▶ **Brano scelto**

^^^^^^^^

DON LIVIO FANZAGA DI RADIO MARIA: PREGO PER SCALFARI E COSI' LO STRAPPERO' DALL'INFERNO

Post n°2031 pubblicato il 30 Giugno 2009 da diglilaverita
Foto di diglilaverita

È un uomo felice don Livio Fanzaga. Felice di essere prete. Da 25 anni è il factotum di Radio Maria, quella dei rosari recitati in diretta. Ogni giorno, due milioni di persone pendono dalle sue labbra. Molti ascoltano don Livio guidando l’auto mentre proclama con allegra cadenza bergamasca che la Madonna è tra noi, Dio esiste, Gesù ci ama, il Paradiso ci aspetta.
Questa succursale del Padreterno è nel centro di Meda, tra Como e Lecco. Ora è in una palazzina in affitto. Entro l’anno traslocherà nei pressi, in una sede di proprietà. Don Livio, capelli candidi corti, mi accoglie in una stanzetta al termine della sua seguitissima rassegna stampa mattutina in un simil clergyman di sua creazione. Camicia azzurro oratorio da cui sbuca la maglia bianca che fa le veci del solino, croce al petto, pantaloni grigi. «Mi sono appena cambiato. Al microfono faccio certe sudate!», dice e non gli daresti mai 69 anni per l’energia che sprizza, né più di 20 per l’entusiasmo che ti comunica.
«Sarà fiero del suo enorme seguito», dico sedendo tra una statua bianca della Madonna di Medjugorje e i ritratti, dono di un seguace pittore, degli idoli di don Livio: De Gasperi, La Pira, Wojtyla e un altro paio di papi. «Alla quantità non penso mai. Farei lo stesso anche se l’ascoltatore fosse uno solo. Considero Radio Maria una grande famiglia cui indicare la meta della vita. Un popolo in cammino con la Chiesa verso l’eternità», dice con largo sorriso. Annotazione che faccio una volta per tutte, perché don Livio sorride sempre. Su uno scaffale sono allineati dei pescecani di legno a fauci spalancate. Chiedo lumi. «Rappresentano chi, pur desiderandolo, non si converte mai. La fame del mondo è infatti molto più forte della fame di Dio», risponde con l’aria di saperla lunga sul gregge di Radio Maria.

^^^^^^^^

▶ **Materiale fornito**
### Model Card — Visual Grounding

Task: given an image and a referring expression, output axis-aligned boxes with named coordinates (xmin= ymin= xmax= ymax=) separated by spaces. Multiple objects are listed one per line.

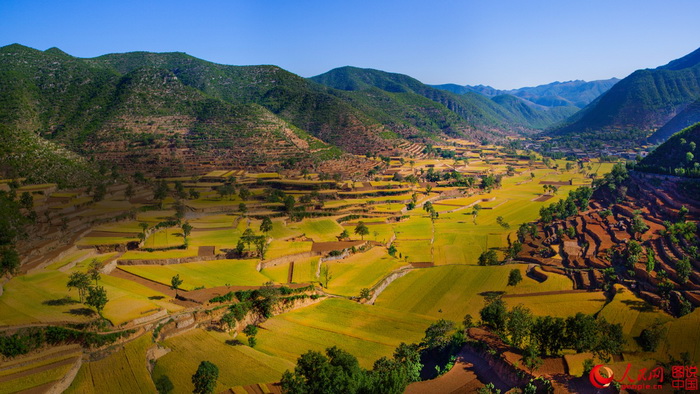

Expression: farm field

^^^^^^^^

▶ **Esercizio assegnato 1**
Riscrivi in forma di elenco puntato il paragrafo del brano su don Livio Fanzaga che inizia con "Questa succursale del Padreterno", mantenendone i fatti principali.
▶ **Esercizio assegnato 2**
Nel brano su don Livio Fanzaga, che cosa rappresentano i pescecani di legno allineati sullo scaffale?
▶ **Esercizio assegnato 3**
Prosegui il brano su don Livio Fanzaga partendo subito dopo l'ultima frase riportata.

▶ **Risposta scritta 1**
- Radio Maria ha sede nel centro di Meda, tra Como e Lecco, in una palazzina in affitto.
- Entro l'anno si trasferirà lì vicino, in una sede di proprietà.
- Don Livio, capelli bianchi corti, riceve chi scrive in una stanzetta dopo la sua seguitissima rassegna stampa del mattino.
- Indossa un simil clergyman di sua invenzione: camicia azzurra, maglia bianca al posto del colletto, croce sul petto, pantaloni grigi.
- Dice di essersi appena cambiato, perché al microfono suda molto.
- Ha 69 anni, ma mostra l'energia e l'entusiasmo di un ventenne.

▶ **Risposta scritta 2**
Rappresentano chi, pur desiderandolo, non si converte mai.

▶ **Risposta scritta 3**
Un gregge che don Livio ha allargato a dismisura negli anni. Non solo in Italia, con i suoi 850 ripetitori, Radio Maria ha una copertura nazionale superiore alla Rai, ma è un network diffuso nelle varie lingue in 50 Paesi. Solo in Tanzania, a maggioranza islamica, ha sei milioni di ascoltatori.
«Al microfono ripete di continuo "Cari amici". Chi pensa di avere di fronte?».
«Prima della radio, mi ero abituato per 20 anni a parlare alla gente in una parrocchia di Milano. Radio Maria è una grande parrocchia dell’etere. Con una differenza su quella reale: molti ascoltatori non vengono in chiesa da anni. Io li spingo a Dio e a migliaia, ascoltandomi, si avvicinano di nuovo a Lui. È una radio di conversione».
«Nella rassegna stampa con quali criteri giudica i giornali e i fatti del mondo?».
«In base all’etica cristiana attenendomi all’insegnamento della Chiesa. Non mi piace cantare per conto mio».
«Critica spesso Corsera e Repubblica. Sono antireligiosi?».
«Più Repubblica che il Corriere il quale dà qualche spazio alle prospettive cristiane. Repubblica è invece inaccettabilmente atea e materialista. Passi l’anticlericalismo, sempre legittimo. Ma il giornale di Scalfari, a cominciare dal fondatore, fa dell’anticristianesimo militante. Non c’è un cristiano in tutta la redazione».
«Che giornali legge più volentieri, a parte Avvenire?».
«Corriere e Giornale. Il primo per editorialisti come Galli della Loggia. Del Giornale mi piace il direttore, che ha fatto con coraggio la battaglia per la vita. Ho anche due amici Brambilla e Tornielli. È un quotidiano laico, ma con una forte componente cattolica».
«Le filippiche di don Sciortino su Famiglia cristiana?».
«Non le condivido. Sono il primo ad auspicare maggiore sobrietà negli uomini pubblici. Ma non accetto che si usi il pretesto della vita privata per attacchi politici».
«Giorni fa ha lodato Montezemolo che l’ha spuntata su Mosley per la Formula uno. "Mai mettersi contro Luca", ha chiosato. È un suo ascoltatore?».
«Lo ignoro, ma penso che prima risorsa di un Paese siano gli uomini capaci. Ovunque vada, Luca fa bene. Guardi la Ferrari prima e dopo di lui. Ce ne fossero», dice da tifoso ed ex sportivo: pallone in parrocchia; salto in lungo, in alto e molto altro in seminario.
«Ogni tanto al microfono parla in rima. È il suo lato folle?».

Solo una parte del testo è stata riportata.